- Complete the following:
(1) Answer these questions using the article about Kira Kovalenko:
(a) What award did Kovalenko win at this year's Cannes Film Festival, and for which film?
(b) Who produced that film?
(c) In what year did Alexander Sokurov establish his directing workshop in Nalchik?
(2) From the article about Kira Kovalenko, copy the passage from "The 31-year-old filmmaker, who" up to and including "of arthouse auteurs.".
(3) In the article about Kira Kovalenko, shorten the paragraph beginning "Sitting in the foothills of the Caucasus Mountains" while keeping its main facts.

- Text for analysis:
+ + + +

When she was growing up in Nalchik, the capital of Russia’s remote Kabardino-Balkarian Republic, Kira Kovalenko wasn’t particularly interested in cinema. She can cite few films that inspired her as a girl. “In all honesty, I never wanted to be a director,” she tells Variety.

The 31-year-old filmmaker, who won the Un Certain Regard Award at this year’s Cannes Film Festival with her second feature, “Unclenching the Fists,” has traveled a long way since. Produced by two-time Oscar nominee Alexander Rodnyansky (“Leviathan,” “Loveless”), her sophomore effort marks her as a rising talent in a country with a venerable tradition of arthouse auteurs.

Sitting in the foothills of the Caucasus Mountains, Nalchik is far from Russia’s cultural lode stars in Moscow and St. Petersburg. It’s a city that likely would never have produced a single filmmaker to walk the red carpet in Cannes — let alone two — were it not for Alexander Sokurov, the celebrated director of Venice Golden Lion winner “Faust,” who established a directing workshop there in 2015.

+ + + +

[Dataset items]
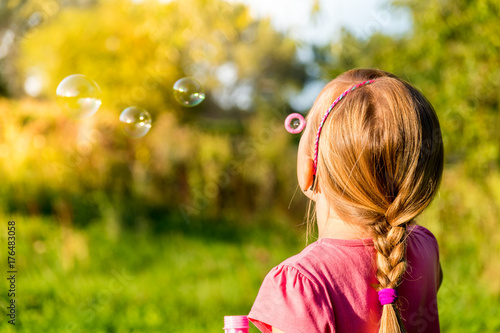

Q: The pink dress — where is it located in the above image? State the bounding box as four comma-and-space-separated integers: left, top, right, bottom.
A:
248, 225, 441, 333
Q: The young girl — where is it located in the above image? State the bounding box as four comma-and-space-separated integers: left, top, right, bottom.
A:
248, 69, 443, 333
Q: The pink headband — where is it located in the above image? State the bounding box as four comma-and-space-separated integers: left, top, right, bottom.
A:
378, 288, 398, 305
313, 79, 375, 175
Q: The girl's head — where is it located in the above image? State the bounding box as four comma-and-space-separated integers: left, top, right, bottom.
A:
297, 69, 443, 332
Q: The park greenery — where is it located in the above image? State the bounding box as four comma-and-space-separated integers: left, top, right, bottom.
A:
0, 0, 500, 333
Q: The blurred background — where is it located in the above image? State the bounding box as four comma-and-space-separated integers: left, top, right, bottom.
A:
0, 0, 500, 333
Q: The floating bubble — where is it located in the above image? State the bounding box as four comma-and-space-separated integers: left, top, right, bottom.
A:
120, 106, 151, 139
174, 77, 205, 107
285, 113, 306, 134
56, 74, 101, 119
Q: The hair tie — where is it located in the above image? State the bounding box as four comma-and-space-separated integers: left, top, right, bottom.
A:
313, 79, 376, 174
378, 288, 398, 305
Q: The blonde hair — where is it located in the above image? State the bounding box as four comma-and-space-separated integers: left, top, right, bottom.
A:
307, 69, 443, 333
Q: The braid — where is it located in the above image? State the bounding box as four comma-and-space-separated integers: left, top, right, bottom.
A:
372, 216, 408, 333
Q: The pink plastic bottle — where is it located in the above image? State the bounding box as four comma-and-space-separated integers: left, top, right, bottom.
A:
224, 316, 248, 333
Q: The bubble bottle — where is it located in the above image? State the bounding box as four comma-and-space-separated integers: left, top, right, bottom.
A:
224, 316, 249, 333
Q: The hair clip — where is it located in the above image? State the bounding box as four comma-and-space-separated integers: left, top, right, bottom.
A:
285, 113, 306, 134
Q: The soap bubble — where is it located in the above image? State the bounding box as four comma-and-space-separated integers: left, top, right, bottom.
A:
120, 106, 151, 139
285, 113, 306, 134
56, 74, 101, 119
174, 77, 205, 107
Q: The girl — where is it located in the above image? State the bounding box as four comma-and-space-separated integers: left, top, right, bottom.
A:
248, 69, 443, 333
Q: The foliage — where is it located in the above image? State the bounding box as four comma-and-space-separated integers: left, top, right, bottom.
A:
0, 0, 500, 332
322, 0, 500, 176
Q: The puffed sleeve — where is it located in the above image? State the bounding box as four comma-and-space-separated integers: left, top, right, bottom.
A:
248, 265, 335, 333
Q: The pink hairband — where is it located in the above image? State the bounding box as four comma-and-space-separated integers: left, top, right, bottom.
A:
313, 79, 375, 175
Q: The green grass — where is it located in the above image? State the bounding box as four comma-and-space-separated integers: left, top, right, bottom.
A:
0, 216, 300, 332
0, 167, 500, 333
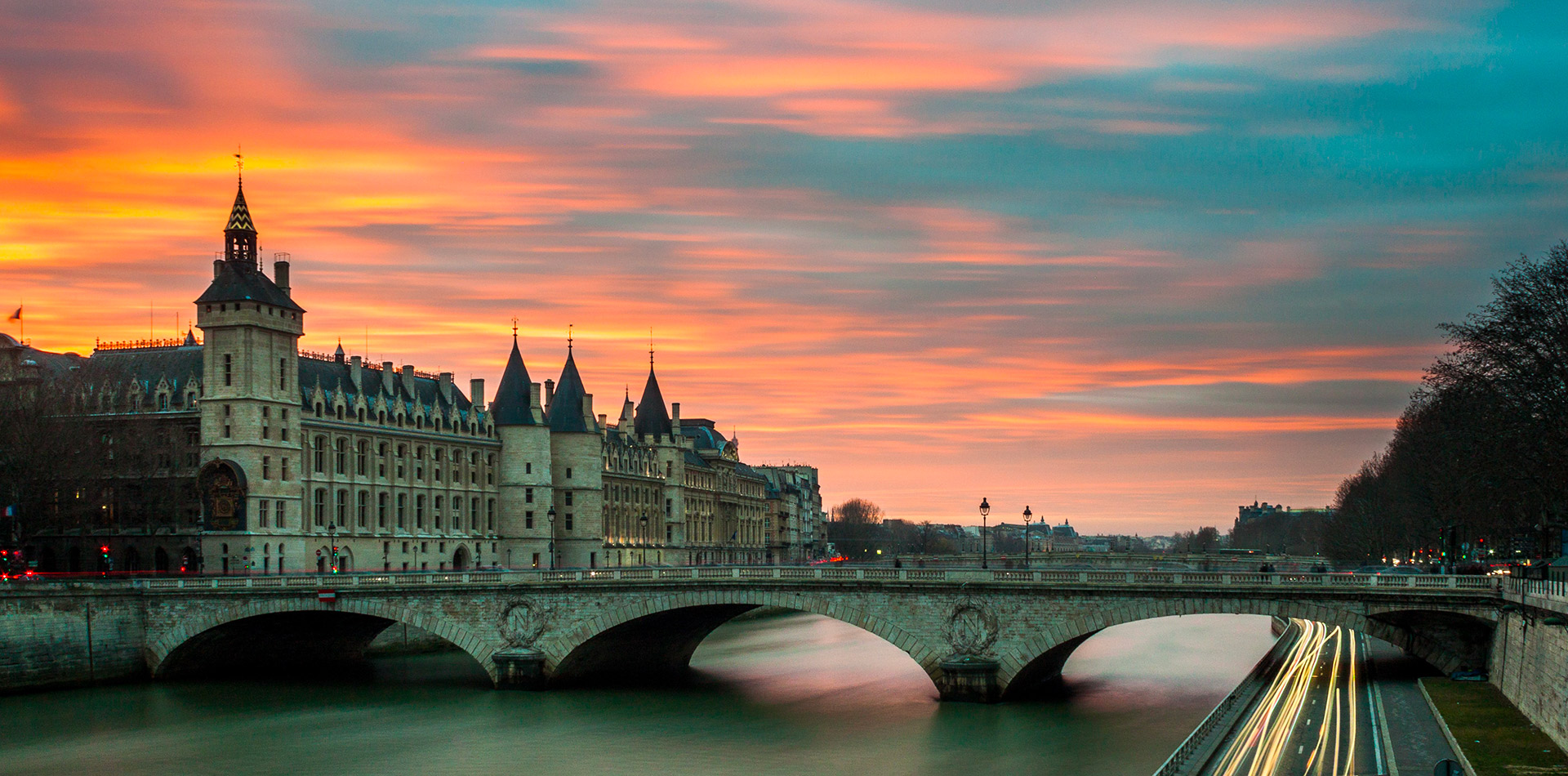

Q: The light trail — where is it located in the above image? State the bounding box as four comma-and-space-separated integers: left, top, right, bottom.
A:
1207, 619, 1380, 776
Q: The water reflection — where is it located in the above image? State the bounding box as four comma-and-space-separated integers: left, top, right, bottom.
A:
0, 614, 1272, 776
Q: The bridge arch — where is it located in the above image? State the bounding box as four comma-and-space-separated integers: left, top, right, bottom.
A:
997, 597, 1498, 699
539, 588, 946, 687
146, 597, 497, 680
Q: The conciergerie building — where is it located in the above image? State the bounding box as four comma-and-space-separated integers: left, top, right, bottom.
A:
0, 182, 823, 573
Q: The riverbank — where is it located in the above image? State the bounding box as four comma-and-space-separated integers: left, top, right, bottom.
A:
1421, 677, 1568, 776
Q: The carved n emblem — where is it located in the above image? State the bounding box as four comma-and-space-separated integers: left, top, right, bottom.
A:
500, 600, 550, 649
947, 600, 997, 655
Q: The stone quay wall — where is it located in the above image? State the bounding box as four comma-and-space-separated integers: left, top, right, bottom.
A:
0, 583, 149, 691
1488, 580, 1568, 749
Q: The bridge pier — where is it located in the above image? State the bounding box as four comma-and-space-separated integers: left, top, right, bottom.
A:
936, 655, 1002, 704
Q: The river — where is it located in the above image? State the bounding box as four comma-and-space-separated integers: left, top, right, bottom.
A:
0, 614, 1273, 776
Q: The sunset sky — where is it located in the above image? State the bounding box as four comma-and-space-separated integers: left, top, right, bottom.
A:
0, 0, 1568, 533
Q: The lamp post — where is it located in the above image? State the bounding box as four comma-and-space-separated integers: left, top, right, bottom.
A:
544, 506, 555, 571
1024, 505, 1035, 569
980, 495, 991, 569
326, 520, 337, 573
637, 513, 648, 566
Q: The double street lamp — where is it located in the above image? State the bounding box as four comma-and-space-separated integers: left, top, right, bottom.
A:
980, 495, 991, 569
544, 506, 555, 571
1024, 505, 1045, 569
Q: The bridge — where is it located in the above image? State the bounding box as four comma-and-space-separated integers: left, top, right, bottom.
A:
0, 566, 1519, 702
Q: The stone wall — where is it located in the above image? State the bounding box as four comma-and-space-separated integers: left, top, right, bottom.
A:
0, 590, 147, 691
1490, 609, 1568, 747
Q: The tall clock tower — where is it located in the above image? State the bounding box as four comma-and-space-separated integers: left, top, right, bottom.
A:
196, 181, 304, 573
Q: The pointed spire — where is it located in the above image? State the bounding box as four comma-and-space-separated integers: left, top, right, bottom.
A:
489, 331, 538, 426
550, 343, 595, 435
635, 343, 675, 437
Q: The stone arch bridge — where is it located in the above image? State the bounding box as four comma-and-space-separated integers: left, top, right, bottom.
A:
9, 566, 1505, 702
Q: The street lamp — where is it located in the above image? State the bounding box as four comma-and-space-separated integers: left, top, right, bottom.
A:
980, 495, 991, 569
326, 520, 337, 573
637, 513, 648, 566
544, 506, 555, 571
1024, 505, 1035, 569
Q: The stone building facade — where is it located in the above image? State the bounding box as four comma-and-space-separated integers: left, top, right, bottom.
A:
0, 181, 822, 573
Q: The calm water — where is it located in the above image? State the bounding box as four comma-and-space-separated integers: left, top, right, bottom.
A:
0, 614, 1273, 776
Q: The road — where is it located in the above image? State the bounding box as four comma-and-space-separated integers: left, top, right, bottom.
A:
1205, 621, 1386, 776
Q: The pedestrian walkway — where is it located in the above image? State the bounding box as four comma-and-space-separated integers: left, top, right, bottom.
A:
1367, 638, 1454, 776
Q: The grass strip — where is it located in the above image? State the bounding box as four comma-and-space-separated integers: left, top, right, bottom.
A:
1421, 677, 1568, 776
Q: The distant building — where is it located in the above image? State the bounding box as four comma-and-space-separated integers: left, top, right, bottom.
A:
0, 179, 823, 573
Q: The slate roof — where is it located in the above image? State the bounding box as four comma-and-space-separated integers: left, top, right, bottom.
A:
550, 350, 598, 435
632, 363, 675, 436
680, 420, 728, 450
300, 356, 474, 413
491, 337, 538, 426
196, 259, 304, 312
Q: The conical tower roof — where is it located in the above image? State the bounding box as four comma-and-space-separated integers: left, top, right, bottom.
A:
491, 336, 538, 426
223, 184, 256, 232
634, 363, 675, 436
550, 348, 595, 435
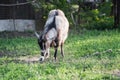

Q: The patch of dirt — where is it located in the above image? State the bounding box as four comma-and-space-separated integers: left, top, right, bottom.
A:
18, 55, 40, 63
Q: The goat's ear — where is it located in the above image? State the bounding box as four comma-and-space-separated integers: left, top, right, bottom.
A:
35, 32, 40, 39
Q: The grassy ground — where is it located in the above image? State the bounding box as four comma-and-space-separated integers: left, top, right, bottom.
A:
0, 30, 120, 80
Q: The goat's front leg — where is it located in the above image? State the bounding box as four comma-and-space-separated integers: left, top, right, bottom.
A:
54, 47, 58, 61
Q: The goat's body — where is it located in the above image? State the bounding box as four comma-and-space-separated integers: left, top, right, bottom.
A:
36, 10, 69, 59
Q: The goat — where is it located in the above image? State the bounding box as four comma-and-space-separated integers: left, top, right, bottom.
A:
35, 9, 69, 61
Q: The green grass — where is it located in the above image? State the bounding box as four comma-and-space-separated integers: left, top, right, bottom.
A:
0, 30, 120, 80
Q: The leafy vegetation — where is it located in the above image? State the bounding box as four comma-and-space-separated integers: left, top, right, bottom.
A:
0, 30, 120, 80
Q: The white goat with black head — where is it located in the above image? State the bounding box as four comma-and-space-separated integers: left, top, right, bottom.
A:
35, 9, 69, 61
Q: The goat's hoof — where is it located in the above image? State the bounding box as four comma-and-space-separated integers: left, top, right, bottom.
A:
39, 56, 45, 62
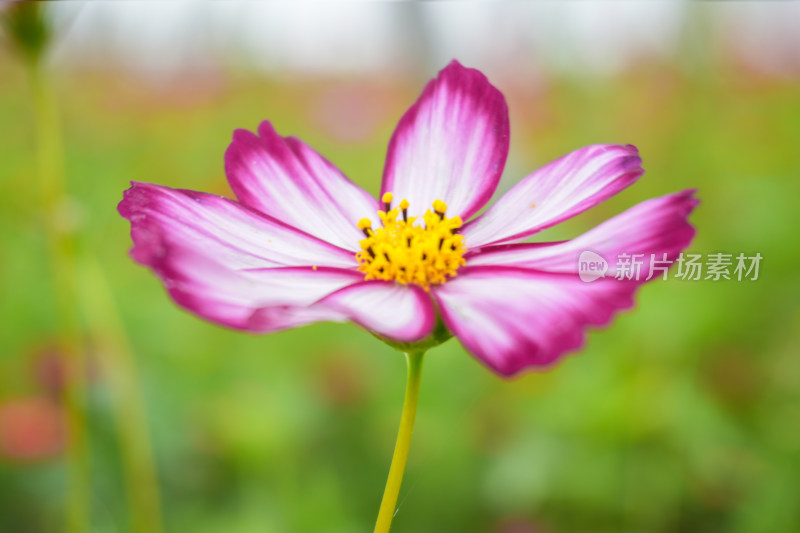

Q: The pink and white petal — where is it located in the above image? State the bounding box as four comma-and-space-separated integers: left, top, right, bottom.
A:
462, 144, 644, 248
118, 183, 357, 269
225, 121, 378, 251
250, 281, 436, 343
466, 190, 699, 279
142, 237, 363, 333
433, 266, 637, 376
381, 61, 509, 220
319, 281, 436, 343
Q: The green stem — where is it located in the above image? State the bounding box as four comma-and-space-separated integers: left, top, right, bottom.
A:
29, 57, 90, 533
80, 257, 164, 533
375, 352, 425, 533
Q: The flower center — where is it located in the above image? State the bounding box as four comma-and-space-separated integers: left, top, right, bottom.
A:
356, 192, 467, 290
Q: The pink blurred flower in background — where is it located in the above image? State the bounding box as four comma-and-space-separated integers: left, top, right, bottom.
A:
119, 61, 697, 376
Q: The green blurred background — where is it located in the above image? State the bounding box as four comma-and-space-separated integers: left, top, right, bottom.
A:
0, 3, 800, 533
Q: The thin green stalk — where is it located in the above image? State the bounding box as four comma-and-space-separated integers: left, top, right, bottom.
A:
375, 352, 425, 533
80, 257, 164, 533
29, 57, 91, 533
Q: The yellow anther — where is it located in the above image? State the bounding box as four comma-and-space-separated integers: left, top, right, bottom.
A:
356, 197, 467, 290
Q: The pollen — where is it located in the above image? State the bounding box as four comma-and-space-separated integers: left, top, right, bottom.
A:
356, 192, 467, 290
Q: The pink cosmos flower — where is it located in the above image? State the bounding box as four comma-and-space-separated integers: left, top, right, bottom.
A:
119, 61, 698, 376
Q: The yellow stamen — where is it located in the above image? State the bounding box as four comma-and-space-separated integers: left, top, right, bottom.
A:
356, 192, 467, 290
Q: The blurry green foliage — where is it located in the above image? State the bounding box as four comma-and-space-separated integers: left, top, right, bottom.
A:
0, 1, 52, 61
0, 31, 800, 533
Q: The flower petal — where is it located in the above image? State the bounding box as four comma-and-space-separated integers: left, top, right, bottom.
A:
433, 266, 637, 376
466, 190, 699, 277
225, 121, 378, 251
118, 183, 356, 269
381, 61, 509, 220
142, 245, 363, 333
251, 281, 436, 343
462, 144, 644, 248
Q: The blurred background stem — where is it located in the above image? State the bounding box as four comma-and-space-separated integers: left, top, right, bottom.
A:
28, 39, 91, 533
80, 257, 163, 533
9, 2, 163, 533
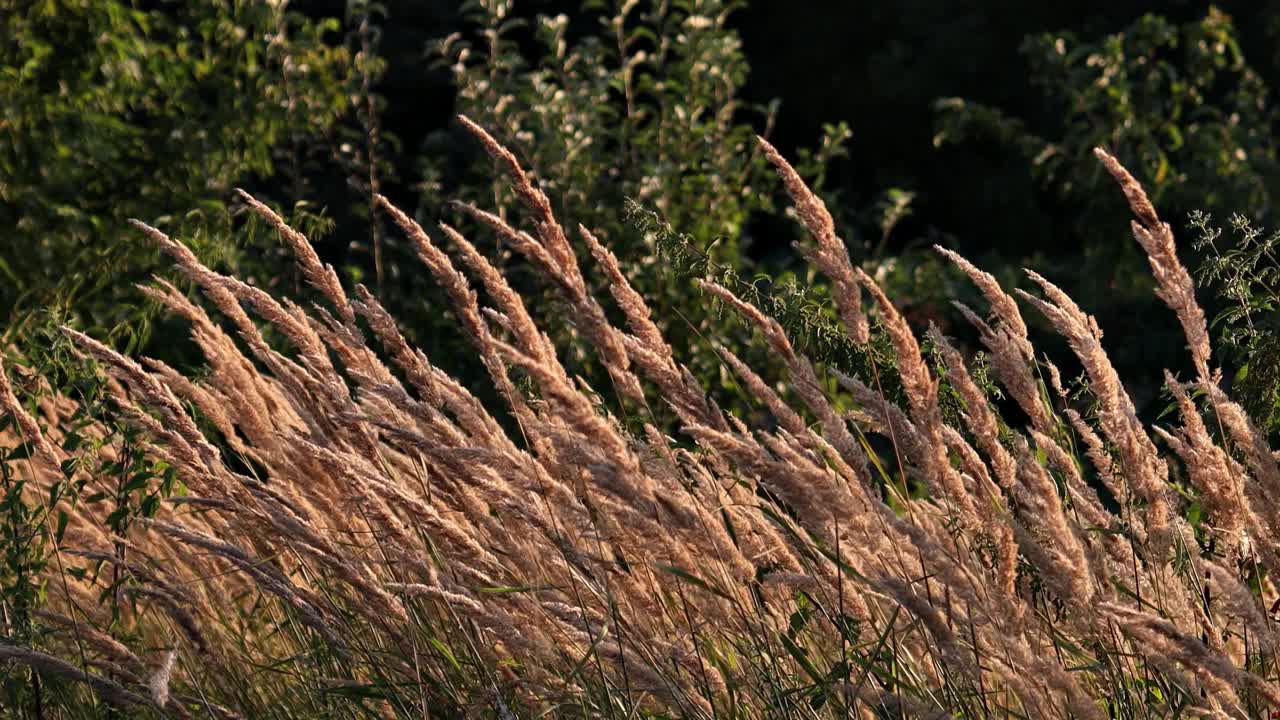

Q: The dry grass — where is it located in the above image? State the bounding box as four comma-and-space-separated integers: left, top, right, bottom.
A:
0, 120, 1280, 719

+ + + +

- Answers to the exercise:
(1)
(a) The Un Certain Regard Award, for "Unclenching the Fists."
(b) Alexander Rodnyansky.
(c) 2015.

(2)
The 31-year-old filmmaker, who won the Un Certain Regard Award at this year’s Cannes Film Festival with her second feature, “Unclenching the Fists,” has traveled a long way since. Produced by two-time Oscar nominee Alexander Rodnyansky (“Leviathan,” “Loveless”), her sophomore effort marks her as a rising talent in a country with a venerable tradition of arthouse auteurs.

(3) Nalchik sits in the Caucasus foothills, far from Moscow and St. Petersburg. It likely would never have produced a Cannes filmmaker, let alone two, had Alexander Sokurov not set up a directing workshop there in 2015. Sokurov directed the Venice Golden Lion winner "Faust."